• WHAT NEEDS TO BE DONE:
Set down, word for word, the stretch of lines from the one containing "concrete stairway, imagine" to the end of the records below.

Start of RECORDED INFORMATION

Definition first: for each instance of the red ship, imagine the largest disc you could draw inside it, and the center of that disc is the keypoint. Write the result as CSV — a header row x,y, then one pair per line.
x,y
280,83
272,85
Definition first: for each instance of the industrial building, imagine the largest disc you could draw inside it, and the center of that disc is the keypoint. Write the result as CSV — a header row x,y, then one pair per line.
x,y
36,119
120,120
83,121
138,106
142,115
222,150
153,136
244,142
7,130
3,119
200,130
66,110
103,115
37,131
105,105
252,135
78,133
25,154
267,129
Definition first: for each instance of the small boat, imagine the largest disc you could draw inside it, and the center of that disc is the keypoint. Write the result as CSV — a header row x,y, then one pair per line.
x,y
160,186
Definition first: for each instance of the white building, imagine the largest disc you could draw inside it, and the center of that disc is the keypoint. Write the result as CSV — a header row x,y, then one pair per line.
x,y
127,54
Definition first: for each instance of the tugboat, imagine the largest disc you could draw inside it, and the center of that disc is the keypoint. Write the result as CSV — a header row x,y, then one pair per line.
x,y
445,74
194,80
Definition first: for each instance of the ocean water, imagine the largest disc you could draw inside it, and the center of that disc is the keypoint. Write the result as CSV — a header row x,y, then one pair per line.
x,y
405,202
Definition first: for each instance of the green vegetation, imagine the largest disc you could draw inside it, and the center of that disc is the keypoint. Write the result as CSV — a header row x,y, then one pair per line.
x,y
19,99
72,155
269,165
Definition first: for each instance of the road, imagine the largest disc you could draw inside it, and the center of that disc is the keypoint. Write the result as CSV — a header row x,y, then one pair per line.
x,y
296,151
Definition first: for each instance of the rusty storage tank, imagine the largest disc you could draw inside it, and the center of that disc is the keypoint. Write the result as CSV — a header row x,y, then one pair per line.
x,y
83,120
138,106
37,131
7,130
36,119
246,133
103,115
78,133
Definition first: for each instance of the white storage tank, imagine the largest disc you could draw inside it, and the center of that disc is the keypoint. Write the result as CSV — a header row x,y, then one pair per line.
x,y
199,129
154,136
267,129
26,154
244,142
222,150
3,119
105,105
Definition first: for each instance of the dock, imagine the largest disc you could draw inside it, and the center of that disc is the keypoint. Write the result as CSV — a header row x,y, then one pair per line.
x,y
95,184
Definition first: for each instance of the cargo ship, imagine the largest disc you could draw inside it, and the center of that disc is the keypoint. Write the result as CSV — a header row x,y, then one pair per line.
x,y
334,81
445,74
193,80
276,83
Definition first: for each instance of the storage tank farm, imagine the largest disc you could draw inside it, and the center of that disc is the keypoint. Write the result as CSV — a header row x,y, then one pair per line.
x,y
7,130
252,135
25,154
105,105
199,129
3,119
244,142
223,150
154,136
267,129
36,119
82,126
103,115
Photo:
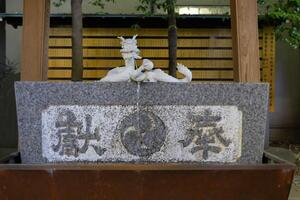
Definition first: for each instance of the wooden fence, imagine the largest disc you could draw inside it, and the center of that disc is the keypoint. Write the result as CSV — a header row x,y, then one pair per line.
x,y
207,52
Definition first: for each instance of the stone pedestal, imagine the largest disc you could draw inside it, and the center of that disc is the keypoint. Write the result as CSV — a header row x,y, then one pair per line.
x,y
147,123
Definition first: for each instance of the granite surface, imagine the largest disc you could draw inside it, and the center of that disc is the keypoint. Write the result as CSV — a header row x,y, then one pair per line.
x,y
43,107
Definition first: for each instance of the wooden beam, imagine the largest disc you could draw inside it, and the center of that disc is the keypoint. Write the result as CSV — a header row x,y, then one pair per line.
x,y
35,40
244,26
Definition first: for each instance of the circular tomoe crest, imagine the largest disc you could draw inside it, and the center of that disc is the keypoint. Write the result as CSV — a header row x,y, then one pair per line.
x,y
142,133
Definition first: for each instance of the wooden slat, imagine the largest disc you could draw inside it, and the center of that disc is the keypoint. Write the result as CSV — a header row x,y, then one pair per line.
x,y
193,64
146,53
35,40
66,73
268,63
244,26
142,32
110,42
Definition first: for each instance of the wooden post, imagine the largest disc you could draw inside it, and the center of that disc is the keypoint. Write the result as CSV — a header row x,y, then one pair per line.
x,y
2,36
34,64
244,26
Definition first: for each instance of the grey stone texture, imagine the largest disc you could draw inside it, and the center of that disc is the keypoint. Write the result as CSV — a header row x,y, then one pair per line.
x,y
33,98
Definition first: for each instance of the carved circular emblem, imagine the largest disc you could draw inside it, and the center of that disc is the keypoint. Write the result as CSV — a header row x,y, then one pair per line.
x,y
142,133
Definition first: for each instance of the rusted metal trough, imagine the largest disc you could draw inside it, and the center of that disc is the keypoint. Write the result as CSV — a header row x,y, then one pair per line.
x,y
150,181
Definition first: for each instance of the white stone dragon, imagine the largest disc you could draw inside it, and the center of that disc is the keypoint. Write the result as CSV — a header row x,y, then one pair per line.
x,y
144,73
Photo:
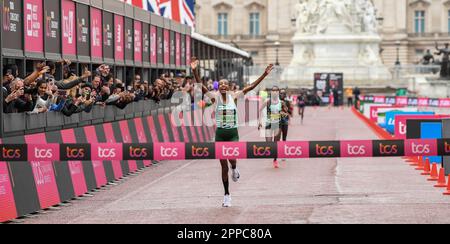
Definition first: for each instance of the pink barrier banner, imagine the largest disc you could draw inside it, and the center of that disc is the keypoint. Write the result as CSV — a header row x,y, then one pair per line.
x,y
352,149
421,147
99,169
33,26
43,152
109,133
104,152
69,44
75,167
185,129
119,37
166,47
169,151
178,49
7,203
423,102
126,138
231,150
400,123
444,103
174,130
293,150
44,178
141,136
401,101
188,50
379,99
151,124
137,41
96,33
153,45
164,128
374,111
43,172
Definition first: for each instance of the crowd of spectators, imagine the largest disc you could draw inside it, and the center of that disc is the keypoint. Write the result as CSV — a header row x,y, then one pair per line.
x,y
40,92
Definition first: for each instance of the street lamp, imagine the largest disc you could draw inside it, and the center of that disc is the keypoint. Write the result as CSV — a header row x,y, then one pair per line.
x,y
397,44
277,45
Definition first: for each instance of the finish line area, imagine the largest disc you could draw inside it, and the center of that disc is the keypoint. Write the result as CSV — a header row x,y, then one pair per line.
x,y
321,190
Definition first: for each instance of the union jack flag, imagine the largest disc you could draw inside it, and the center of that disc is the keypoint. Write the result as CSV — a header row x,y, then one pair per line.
x,y
181,11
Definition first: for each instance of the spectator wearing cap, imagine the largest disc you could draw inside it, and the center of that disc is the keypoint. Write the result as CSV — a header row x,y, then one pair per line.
x,y
17,101
43,99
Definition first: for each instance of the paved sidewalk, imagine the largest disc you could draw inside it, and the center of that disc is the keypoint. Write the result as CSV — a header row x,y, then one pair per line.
x,y
302,191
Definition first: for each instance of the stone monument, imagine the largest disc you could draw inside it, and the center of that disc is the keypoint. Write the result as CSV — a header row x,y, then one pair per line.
x,y
337,36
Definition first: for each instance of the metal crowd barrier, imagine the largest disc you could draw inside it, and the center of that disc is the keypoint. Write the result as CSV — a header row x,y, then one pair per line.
x,y
16,124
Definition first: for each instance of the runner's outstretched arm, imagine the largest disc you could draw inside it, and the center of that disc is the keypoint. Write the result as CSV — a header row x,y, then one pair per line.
x,y
194,65
259,80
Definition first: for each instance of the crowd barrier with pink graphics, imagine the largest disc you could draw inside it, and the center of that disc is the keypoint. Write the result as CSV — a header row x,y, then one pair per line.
x,y
84,175
408,101
37,173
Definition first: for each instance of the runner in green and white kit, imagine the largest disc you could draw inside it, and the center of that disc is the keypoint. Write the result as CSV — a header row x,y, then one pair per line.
x,y
276,110
227,120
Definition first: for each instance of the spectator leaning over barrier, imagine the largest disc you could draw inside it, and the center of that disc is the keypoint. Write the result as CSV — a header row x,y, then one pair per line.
x,y
104,71
43,99
17,101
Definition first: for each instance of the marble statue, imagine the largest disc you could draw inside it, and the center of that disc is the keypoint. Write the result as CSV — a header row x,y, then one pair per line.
x,y
445,52
339,36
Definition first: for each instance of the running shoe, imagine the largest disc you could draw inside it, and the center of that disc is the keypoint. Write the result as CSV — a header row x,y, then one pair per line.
x,y
236,175
275,164
226,201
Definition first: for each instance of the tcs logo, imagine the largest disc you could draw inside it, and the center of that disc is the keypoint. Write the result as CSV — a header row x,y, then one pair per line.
x,y
324,150
200,151
293,151
388,149
446,147
402,128
261,151
169,152
106,152
74,153
137,152
8,153
43,153
230,151
420,148
356,150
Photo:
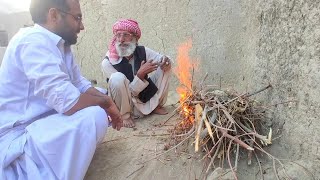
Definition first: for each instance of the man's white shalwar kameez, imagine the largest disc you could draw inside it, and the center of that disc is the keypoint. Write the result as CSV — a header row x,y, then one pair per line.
x,y
125,93
39,81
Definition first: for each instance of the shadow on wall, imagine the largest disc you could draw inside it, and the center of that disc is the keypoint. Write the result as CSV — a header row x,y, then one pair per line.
x,y
8,27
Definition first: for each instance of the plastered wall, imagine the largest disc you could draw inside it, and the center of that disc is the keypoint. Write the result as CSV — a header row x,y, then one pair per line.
x,y
243,45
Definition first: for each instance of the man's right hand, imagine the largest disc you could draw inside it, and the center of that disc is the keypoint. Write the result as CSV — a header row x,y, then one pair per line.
x,y
146,68
113,111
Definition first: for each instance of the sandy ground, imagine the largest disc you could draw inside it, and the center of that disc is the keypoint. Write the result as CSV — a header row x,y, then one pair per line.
x,y
131,154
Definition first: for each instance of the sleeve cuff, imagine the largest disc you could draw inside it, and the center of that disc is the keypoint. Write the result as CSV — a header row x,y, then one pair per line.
x,y
137,85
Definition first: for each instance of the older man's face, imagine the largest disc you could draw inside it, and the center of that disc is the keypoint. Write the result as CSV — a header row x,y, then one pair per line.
x,y
125,43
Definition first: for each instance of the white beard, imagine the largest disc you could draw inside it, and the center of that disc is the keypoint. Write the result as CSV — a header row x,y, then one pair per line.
x,y
126,49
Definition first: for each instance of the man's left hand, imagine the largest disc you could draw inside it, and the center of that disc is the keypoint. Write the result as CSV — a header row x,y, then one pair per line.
x,y
165,64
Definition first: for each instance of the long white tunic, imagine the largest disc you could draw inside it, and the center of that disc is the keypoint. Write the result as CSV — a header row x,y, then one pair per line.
x,y
39,81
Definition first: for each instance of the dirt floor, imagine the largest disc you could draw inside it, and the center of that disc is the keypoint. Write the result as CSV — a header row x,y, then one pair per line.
x,y
133,154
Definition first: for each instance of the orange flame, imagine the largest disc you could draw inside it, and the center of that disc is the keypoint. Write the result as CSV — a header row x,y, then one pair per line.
x,y
183,71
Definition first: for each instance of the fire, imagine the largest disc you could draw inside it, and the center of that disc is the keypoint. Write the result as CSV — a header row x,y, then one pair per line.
x,y
183,71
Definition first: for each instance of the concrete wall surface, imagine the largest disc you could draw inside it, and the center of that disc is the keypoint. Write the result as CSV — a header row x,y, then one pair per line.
x,y
11,23
242,44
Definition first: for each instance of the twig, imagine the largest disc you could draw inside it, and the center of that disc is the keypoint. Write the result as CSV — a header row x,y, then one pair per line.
x,y
148,135
261,172
230,165
237,158
116,139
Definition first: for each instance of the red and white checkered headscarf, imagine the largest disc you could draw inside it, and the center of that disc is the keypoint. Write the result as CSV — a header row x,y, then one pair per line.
x,y
129,25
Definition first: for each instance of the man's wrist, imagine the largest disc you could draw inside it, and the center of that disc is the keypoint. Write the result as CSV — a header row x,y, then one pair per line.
x,y
140,76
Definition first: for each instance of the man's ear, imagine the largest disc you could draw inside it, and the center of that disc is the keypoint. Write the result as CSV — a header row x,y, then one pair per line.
x,y
53,15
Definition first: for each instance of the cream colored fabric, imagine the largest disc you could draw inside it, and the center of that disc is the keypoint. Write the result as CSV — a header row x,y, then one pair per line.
x,y
125,93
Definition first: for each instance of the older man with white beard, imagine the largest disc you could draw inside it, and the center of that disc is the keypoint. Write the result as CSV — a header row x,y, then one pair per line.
x,y
137,76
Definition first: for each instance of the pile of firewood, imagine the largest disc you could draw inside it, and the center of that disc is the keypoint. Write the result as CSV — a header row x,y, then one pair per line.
x,y
219,123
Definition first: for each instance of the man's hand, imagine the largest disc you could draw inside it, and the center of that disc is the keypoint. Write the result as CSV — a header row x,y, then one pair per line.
x,y
113,111
146,68
165,64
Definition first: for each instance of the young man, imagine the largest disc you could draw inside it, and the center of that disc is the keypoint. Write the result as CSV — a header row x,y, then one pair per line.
x,y
51,118
138,77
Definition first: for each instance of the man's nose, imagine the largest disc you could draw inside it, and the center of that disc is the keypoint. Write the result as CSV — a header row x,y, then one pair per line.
x,y
121,38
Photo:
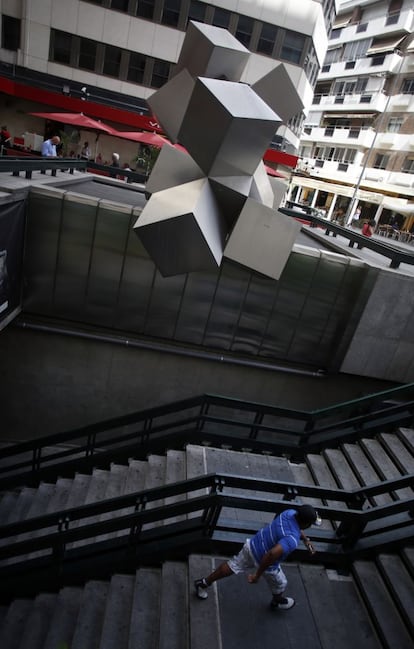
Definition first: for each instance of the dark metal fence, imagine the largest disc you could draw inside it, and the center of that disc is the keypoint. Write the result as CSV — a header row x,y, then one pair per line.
x,y
206,419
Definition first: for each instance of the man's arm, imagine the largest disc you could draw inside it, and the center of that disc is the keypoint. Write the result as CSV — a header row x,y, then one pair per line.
x,y
268,559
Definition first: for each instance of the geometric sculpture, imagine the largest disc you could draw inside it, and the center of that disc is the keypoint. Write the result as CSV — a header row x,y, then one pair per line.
x,y
183,226
216,200
259,229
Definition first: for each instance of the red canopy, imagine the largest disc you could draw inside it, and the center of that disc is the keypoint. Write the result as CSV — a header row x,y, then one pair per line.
x,y
273,172
145,137
77,119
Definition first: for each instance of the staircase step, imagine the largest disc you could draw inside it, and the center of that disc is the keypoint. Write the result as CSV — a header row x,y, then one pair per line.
x,y
204,615
135,481
63,620
386,618
14,622
176,471
364,471
91,615
37,622
383,464
7,505
145,618
398,452
400,584
117,620
345,478
407,436
302,475
174,606
114,487
96,487
339,614
78,491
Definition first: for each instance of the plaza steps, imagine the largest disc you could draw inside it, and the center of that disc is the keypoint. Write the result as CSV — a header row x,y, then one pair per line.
x,y
383,587
155,608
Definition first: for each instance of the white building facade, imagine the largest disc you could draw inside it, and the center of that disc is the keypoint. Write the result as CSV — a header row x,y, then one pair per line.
x,y
357,146
106,57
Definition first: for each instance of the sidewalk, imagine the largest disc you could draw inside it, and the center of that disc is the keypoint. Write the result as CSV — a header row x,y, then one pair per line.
x,y
341,245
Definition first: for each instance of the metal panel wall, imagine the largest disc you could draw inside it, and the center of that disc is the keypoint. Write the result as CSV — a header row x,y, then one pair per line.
x,y
84,263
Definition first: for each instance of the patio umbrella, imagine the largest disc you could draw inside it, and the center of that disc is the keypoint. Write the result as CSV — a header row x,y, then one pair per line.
x,y
153,139
81,121
77,119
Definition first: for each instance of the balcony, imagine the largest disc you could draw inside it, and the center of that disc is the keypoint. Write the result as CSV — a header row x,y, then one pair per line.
x,y
397,21
349,137
368,65
368,100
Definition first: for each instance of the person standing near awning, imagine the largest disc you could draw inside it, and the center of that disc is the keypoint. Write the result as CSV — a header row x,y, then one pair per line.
x,y
49,147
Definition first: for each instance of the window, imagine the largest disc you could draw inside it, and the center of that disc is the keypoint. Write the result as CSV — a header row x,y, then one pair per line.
x,y
244,30
87,54
293,46
171,13
112,61
408,166
121,5
62,45
407,87
333,56
356,49
10,33
136,67
145,9
160,73
394,124
267,39
221,18
381,161
197,11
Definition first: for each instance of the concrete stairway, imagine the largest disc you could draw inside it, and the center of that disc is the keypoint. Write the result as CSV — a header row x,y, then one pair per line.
x,y
380,593
156,609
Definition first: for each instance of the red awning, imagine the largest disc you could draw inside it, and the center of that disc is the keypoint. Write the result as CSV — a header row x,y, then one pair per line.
x,y
77,119
153,139
273,172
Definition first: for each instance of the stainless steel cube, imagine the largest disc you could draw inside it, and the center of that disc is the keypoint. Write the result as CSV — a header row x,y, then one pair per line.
x,y
210,51
182,229
262,239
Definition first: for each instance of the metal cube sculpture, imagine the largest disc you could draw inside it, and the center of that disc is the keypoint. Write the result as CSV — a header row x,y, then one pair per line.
x,y
217,200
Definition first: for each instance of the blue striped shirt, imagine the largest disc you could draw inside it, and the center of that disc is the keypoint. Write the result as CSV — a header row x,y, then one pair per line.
x,y
284,529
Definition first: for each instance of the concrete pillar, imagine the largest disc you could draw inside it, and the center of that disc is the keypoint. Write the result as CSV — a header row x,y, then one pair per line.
x,y
332,207
314,197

End of RECORDED INFORMATION

• FINISHED EXERCISE:
Definition first: for each instance of the concrete stairway, imagine the largest disc you could draw inside it, and the center of that disc is the keypoint. Write the result as CSV — a header row x,y, then one pair per line.
x,y
380,593
156,609
Definition first: for each instance of the red awning, imagine the largest disc you could draw inside it, and the center of that disc is the keypoint. Write the result as CSV — a header row x,y, then one pair per line.
x,y
77,119
153,139
273,172
Definition first: for each instance of the stainless steel cube, imagine the largest disc you could draw inside it, and the center of that disc is the keypoint. Write the result as CSV — a header row x,y, then one pair per line.
x,y
210,51
182,229
262,239
Definition first: for each instance of the metal cube sculpture, imagine the largest disc you could draw inside it, and the center of that disc is the keypoint. Write the result as CSV — a header row x,y, then one pair per line.
x,y
217,200
Definition first: for each instance of the blue striped shirt, imagine the largest disc you could draw inside it, and the center of that disc is the keypoint. Write the result as CSV — a header row x,y, then one pair per line.
x,y
284,529
Definition first: for each instance of the concrete pillar, imagine the largest disc you could draw inside it, and the center of that disc is the keypoint. Write the result as CSV — a header row x,y, then one pair per line.
x,y
332,207
314,197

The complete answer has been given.